● GELESENES ANWENDEN:
**1)** Fassen Sie die Rezension zum Album „Bag Of Bones“ in zwei Sätzen zusammen.
**2)** Schreiben Sie die Rezension zum Album „Bag Of Bones“ im Anschluss an ihren letzten Satz weiter.

Und allen Zweifeln zum Trotz funktioniert es tatsächlich. EUROPE präsentieren sich auf "Bag Of Bones" zweifelsfrei erwachsener und gereifter als je zuvor, tief gestimmte Gitarren, schleppende Blues-Riffs und soul-lastiger Gesang von Joey Temptest dominieren das Geschehen vom ersten Takt des Openers "Riches To Rags" bis hin zum Abschlussakkord der schönen, mit QUEEN-Elementen versehenen Ballade "Bring It All Home".

Dazwischen gibt man sich den bluesigeren Noten mal verstärkt ("Not Supposed To Sing The Blues", "My Woman My Friend"), mal weniger intensiv hin ("Demon Head"), leistet sich gelungene Stilmischungen zwischen Rock und Blues im Titeltrack "Bag Of Bones", der stilistisch auch schon mal an spätere BRUCE SPRINGSTEEN-Nummern erinnert, und rockt sich geradlinig bei "Firebox" und "Doghouse" weg.

● AUSGELESENE DATENSÄTZE:
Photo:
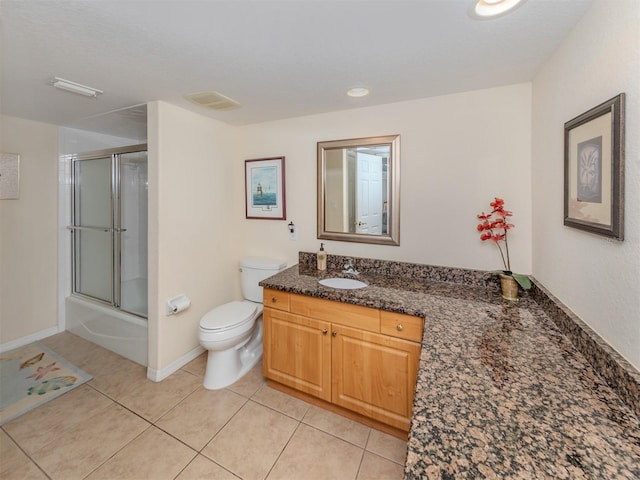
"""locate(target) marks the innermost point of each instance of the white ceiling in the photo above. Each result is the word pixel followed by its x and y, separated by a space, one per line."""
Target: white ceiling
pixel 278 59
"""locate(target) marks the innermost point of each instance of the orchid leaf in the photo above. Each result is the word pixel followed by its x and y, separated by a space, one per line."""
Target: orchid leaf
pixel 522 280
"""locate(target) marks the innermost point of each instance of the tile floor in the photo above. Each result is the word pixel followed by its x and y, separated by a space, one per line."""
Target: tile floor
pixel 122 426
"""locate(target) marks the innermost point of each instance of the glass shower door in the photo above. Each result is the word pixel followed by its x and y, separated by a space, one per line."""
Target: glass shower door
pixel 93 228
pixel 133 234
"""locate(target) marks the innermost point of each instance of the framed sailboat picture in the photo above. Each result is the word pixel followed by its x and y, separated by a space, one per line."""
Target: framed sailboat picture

● ANTWORTEN NACH NUMMER:
**1)** Auf „Bag Of Bones“ präsentieren sich EUROPE erwachsener und gereifter als je zuvor, wobei tief gestimmte Gitarren, schleppende Blues-Riffs und soul-lastiger Gesang das Geschehen vom Opener „Riches To Rags“ bis zur Ballade „Bring It All Home“ bestimmen. Dazwischen bietet das Album mal stärker, mal weniger bluesige Stücke, eine gelungene Mischung aus Rock und Blues im Titeltrack sowie geradlinigen Rock in „Firebox“ und „Doghouse“.

**2)**
Dieser Hardrock-Cocktail, gepaart mit den erstklassigen Vocals von Joey Tempest, der einfach immer noch zu den absolut besten seiner Zunft gehört, und dessen klarer und ausdrucksstarker Stimme man einfach immer gerne zuhört, zergeht auf dem musikalischen Gaumen des Hörers also durchaus bekömmlich; ein bisschen vermisst man sie aber schon, die Keyboard-lastigen Stadionhymnen der Vergangenheit. Für langjährige Fans der Band wird "Bag Of Bones" daher sicherlich ein (mehr oder minder) interessantes Projekt darstellen, und es bleibt abzuwarten, wie diese stilistische Neuausrichtung beim Zielpublikum angenommen wird. Respekt gebührt den alten Schweden aber allemal dafür, sich gerade in einem fortgeschrittenen Stadium ihrer Karriere - zumindest auf diesem Album - neu erfinden zu wollen. Und grundsätzlich funktioniert das auch, wenngleich aber die wirklich großen Stärken der Band im bluesigen Rahmen dieser Scheibe nicht so ganz durchblitzen können. Ein bisschen zu trist fallen manchmal die Refrains aus, kaum eine Hookline will sich so richtig im Ohr festsetzen, und die Soli von John Norum können sich im Blues-Umfeld auch nicht ganz so entfalten, wie man sich das angesichts seiner vergangenen Glamrock- und Metal-Großtaten wünschen würde.

So ist "Bag Of Bones" also ein mutiges, unerwartetes Album geworden, das aber wohl erst probegehört werden sollte - vor allem von jenen, die sich nach einer musikalischen Zeitreise in die Periode der ganz großen Erfolge dieser Band sehnen. Denn die passiert hier sicherlich nicht.